***** TEXTAUSZUG *****

Freitag, 31. Juli 2015

Zum 85. Todestag von Pater Robert Streit O.M.I.


Heute jährt sich der Tod von P. Robert Streit O.M.I. zum 85. Mal. Den regelmäßigen Lesern dieses Blogs wird er kein Unbekannter sein, da ich häufig Ausschnitte aus seinen Predigten und Büchern veröffentliche. P. Streit war einer der bedeutendsten Pioniere auf dem Gebiet der Missionswissenschaft und Mitglied der Vorbereitungskommission für die Vatikanische Missionsausstellung im Jahr 1925. Hier ein Link zu seinem Nachruf. Der Verfasser, P. Bahlmann O.M.I., sagte über seine verstorbenen Mitbruder: Es ist keine bloße Redensart, wenn man sein Wirken für die Kenntnis, oder besser gesagt, für die Wiedererkenntnis der katholischen Missionsliteratur als bahnbrechend bezeichnet.

Hier noch die bei ZVAB erhältliche Werke von P. Streit.


Mittwoch, 29. Juli 2015

Der Missionar – ein freiheitsliebender Abenteurer?


Man hat mir schon gesagt. „Euch ältere Missionäre zieht der Drang nach Freiheit in die Mission zurück.“ Freiheit? Gewiss, frische Luft atmen wir dort den ganzen Tag, nicht die verdorbene zwischen vier Wänden. Auch kann Eifer und Tatendrang, weil ungehemmt, dort Großes leisten – dem Bürokratismus sind die Tropen zu schwül. Im Übrigen aber befolgen wir von morgens halb fünf bis abends 10 Uhr eine straffe, anstrengende Tagesordnung: da fehlt keine Übung des religiösen Lebens – nur die nötige Erholungszeit! Unterricht und körperliche Arbeit folgen sich tagsüber, und die Nachtruhe wird meist noch gestört, weil die Schwarzen den Missionär als Arzt und Priester zu jeder Zeit und für jede Kleinigkeit rufen, nicht bloß in Lebensgefahr; an ihm daraus erwachsende Gefahren denken sie nicht.

Die zweite und dritte Ausreise fällt dem Glaubensboten meist schwerer als die erste, wo noch der Reiz der Neuheit und Erwartung ihn trägt. Was aber zieht ihn dennoch wieder in die Mission zurück? Er hat das Elend der Heiden geschaut und ein mitleidsvolles Herz glüht darum in seiner Brust. Hunger und Durst nach der erlösungsbringenden Lehre hat er bei den Naturvölkern gefunden, begeisterte Liebe für Christus und heldenhaften Opfersinn in Erfüllung ihrer Christenpflichten, dazu eine kindliche Anhänglichkeit und tätige Dankbarkeit für ihren Missionär, der ihr Seelenretter und Bringer wahren Glückes ist. Solche Gesinnung ist es, die anzieht.

***** BEREITGESTELLTE DATEN *****

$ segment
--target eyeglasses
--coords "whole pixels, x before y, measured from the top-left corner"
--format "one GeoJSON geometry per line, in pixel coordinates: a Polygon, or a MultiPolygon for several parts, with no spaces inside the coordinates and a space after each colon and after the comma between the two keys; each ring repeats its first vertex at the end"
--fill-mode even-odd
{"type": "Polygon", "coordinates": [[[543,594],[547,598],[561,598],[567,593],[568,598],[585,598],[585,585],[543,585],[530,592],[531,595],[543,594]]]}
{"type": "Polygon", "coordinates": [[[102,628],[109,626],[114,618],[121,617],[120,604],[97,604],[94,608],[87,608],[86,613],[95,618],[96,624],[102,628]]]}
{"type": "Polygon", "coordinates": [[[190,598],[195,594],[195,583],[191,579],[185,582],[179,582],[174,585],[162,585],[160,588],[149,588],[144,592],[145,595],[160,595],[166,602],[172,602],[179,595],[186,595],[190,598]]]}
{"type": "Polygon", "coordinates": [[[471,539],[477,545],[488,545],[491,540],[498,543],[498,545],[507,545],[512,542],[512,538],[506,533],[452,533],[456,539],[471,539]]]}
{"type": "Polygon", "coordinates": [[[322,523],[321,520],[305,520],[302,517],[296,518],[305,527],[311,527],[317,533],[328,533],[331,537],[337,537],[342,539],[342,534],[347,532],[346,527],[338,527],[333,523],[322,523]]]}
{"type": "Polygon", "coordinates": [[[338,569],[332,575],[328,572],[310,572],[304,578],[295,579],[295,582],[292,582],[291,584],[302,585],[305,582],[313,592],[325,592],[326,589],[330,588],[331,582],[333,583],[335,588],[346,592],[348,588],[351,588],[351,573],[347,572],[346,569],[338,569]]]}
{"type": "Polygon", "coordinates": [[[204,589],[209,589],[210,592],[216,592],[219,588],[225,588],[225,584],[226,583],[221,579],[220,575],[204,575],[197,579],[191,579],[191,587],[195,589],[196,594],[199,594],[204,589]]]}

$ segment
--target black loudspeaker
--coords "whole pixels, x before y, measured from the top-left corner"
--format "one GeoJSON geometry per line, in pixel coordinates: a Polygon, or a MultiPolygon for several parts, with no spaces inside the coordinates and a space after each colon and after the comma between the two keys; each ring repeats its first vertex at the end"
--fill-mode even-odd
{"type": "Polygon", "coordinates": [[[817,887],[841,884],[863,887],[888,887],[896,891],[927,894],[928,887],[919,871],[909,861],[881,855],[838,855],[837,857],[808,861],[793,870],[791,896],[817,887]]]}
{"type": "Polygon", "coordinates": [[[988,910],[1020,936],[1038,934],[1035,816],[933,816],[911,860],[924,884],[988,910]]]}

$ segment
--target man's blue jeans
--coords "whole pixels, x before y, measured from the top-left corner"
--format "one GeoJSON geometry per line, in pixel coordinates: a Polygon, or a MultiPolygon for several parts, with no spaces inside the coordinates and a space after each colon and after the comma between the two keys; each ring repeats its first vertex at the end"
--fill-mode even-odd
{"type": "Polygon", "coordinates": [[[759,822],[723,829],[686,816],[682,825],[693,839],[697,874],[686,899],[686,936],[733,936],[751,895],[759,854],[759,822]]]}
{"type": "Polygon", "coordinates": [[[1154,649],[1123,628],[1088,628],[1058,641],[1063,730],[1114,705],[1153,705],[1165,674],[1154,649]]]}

*****

● SELBST AUSPROBIEREN: Gib aus dem Textauszug die Stelle von „Mittwoch, 29. Juli“ bis einschließlich „denken sie nicht.“ wortgetreu wieder.

● LÖSUNG:
Mittwoch, 29. Juli 2015

Der Missionar – ein freiheitsliebender Abenteurer?


Man hat mir schon gesagt. „Euch ältere Missionäre zieht der Drang nach Freiheit in die Mission zurück.“ Freiheit? Gewiss, frische Luft atmen wir dort den ganzen Tag, nicht die verdorbene zwischen vier Wänden. Auch kann Eifer und Tatendrang, weil ungehemmt, dort Großes leisten – dem Bürokratismus sind die Tropen zu schwül. Im Übrigen aber befolgen wir von morgens halb fünf bis abends 10 Uhr eine straffe, anstrengende Tagesordnung: da fehlt keine Übung des religiösen Lebens – nur die nötige Erholungszeit! Unterricht und körperliche Arbeit folgen sich tagsüber, und die Nachtruhe wird meist noch gestört, weil die Schwarzen den Missionär als Arzt und Priester zu jeder Zeit und für jede Kleinigkeit rufen, nicht bloß in Lebensgefahr; an ihm daraus erwachsende Gefahren denken sie nicht.